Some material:
^^^^^^^^^^^^^^^^

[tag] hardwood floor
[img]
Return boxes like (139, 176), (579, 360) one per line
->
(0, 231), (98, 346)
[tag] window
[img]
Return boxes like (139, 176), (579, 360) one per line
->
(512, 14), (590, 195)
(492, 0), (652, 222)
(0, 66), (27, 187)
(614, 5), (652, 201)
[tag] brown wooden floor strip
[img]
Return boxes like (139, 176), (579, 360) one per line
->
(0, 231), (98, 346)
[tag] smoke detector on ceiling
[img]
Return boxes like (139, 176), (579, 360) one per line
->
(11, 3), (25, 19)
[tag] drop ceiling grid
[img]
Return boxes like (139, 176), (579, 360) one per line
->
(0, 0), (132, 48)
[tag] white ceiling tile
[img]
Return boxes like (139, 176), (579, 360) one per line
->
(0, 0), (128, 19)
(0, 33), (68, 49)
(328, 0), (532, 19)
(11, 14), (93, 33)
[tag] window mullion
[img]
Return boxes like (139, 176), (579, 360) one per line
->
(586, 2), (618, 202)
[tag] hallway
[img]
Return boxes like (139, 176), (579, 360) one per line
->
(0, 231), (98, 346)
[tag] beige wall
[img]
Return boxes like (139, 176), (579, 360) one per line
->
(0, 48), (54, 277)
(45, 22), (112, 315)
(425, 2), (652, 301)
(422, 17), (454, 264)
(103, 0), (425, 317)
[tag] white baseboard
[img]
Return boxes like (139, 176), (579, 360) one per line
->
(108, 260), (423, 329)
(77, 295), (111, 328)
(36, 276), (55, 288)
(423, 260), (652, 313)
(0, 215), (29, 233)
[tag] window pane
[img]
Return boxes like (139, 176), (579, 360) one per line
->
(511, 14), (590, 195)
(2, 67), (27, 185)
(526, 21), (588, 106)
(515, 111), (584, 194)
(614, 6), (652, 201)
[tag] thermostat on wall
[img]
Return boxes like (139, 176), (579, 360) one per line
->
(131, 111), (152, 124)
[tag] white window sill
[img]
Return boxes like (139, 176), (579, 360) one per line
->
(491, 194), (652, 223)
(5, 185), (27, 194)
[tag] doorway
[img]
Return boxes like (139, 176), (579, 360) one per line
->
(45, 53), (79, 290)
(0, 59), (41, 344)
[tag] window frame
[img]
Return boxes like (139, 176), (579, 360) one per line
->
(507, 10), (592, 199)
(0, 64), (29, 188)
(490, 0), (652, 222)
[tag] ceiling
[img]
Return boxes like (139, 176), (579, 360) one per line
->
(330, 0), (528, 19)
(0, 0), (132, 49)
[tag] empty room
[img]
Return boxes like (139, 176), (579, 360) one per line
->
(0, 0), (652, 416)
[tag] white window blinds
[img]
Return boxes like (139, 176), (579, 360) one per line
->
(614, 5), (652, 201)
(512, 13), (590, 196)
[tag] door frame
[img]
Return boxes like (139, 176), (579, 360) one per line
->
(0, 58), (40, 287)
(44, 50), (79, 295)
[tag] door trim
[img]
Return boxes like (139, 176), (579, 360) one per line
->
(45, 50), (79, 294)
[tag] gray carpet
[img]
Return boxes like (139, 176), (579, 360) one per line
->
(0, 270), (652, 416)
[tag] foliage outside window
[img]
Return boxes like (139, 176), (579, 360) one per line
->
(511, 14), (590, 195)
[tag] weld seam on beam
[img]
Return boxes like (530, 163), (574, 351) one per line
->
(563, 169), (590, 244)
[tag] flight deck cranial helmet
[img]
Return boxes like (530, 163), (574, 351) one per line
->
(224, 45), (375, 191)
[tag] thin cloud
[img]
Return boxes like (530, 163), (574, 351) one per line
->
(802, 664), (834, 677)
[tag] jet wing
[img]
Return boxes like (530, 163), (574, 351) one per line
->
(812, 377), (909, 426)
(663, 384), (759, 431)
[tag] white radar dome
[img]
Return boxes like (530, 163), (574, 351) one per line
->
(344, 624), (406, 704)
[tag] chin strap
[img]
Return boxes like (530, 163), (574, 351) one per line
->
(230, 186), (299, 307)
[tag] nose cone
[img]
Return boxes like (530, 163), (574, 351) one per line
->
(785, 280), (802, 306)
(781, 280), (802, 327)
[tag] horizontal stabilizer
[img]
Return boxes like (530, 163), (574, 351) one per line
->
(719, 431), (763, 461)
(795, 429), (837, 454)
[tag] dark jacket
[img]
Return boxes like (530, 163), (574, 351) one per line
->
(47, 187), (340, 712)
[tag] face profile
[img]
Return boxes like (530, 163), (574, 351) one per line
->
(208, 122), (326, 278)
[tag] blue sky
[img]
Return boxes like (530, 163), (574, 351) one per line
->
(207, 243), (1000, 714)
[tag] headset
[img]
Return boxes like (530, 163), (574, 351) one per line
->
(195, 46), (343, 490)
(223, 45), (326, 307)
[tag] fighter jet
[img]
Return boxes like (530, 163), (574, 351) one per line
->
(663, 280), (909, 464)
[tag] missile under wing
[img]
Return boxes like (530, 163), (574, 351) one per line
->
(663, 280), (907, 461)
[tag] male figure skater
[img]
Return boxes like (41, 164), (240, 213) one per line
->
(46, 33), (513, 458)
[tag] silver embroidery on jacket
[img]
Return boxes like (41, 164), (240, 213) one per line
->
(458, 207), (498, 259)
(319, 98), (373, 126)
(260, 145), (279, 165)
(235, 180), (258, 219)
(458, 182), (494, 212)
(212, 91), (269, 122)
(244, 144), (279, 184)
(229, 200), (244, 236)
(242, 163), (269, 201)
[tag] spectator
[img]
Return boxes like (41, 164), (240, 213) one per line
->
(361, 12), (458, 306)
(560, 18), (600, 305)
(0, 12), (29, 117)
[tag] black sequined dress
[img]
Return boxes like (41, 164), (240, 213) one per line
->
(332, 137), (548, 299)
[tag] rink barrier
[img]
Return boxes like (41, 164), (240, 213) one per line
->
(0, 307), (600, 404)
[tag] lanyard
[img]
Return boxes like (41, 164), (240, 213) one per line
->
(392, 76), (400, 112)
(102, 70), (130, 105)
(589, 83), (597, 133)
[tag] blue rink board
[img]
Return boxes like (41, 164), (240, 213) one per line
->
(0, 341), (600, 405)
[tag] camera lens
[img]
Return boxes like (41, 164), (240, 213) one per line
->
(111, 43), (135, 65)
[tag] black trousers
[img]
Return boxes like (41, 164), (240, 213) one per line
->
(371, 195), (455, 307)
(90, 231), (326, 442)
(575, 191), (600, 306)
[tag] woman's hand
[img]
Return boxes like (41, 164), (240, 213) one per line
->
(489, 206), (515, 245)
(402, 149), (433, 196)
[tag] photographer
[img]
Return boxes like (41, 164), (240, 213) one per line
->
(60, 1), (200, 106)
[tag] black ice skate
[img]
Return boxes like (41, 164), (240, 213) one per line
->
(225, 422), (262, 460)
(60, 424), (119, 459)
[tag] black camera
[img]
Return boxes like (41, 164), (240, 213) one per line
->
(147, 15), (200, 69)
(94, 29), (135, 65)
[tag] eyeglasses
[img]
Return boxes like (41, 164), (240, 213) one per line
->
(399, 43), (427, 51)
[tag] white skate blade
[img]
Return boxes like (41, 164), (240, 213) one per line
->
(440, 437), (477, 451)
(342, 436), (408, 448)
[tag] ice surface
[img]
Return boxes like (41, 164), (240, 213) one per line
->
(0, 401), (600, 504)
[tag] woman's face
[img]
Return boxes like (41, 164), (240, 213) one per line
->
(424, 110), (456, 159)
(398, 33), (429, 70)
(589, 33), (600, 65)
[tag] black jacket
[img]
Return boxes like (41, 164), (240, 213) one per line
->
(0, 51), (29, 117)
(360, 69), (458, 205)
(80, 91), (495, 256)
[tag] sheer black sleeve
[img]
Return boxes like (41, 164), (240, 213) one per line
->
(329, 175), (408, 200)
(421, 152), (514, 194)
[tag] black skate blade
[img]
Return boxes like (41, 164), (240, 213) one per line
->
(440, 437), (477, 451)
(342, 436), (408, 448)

^^^^^^^^^^^^^^^^

(THE TASK) Can you rewrite the material from the line with "[tag] male figure skater" up to and including the line with "(0, 12), (29, 117)", shifting every bounding-box coordinate in the answers up by 39 and keeping all other lines unchanged?

(FULL ANSWER)
[tag] male figure skater
[img]
Return boxes like (41, 164), (240, 213) one per line
->
(85, 72), (552, 497)
[tag] silver embroidery on jacket
[img]
Return boxes like (41, 164), (240, 213) one per line
->
(497, 246), (537, 298)
(358, 137), (412, 165)
(299, 184), (318, 204)
(274, 219), (297, 258)
(497, 221), (533, 251)
(251, 130), (308, 161)
(283, 183), (318, 223)
(268, 239), (283, 275)
(281, 202), (308, 240)
[tag] spectator
[img]
Return boxes like (41, 164), (240, 213) one per line
->
(400, 51), (497, 345)
(599, 57), (639, 344)
(39, 51), (68, 156)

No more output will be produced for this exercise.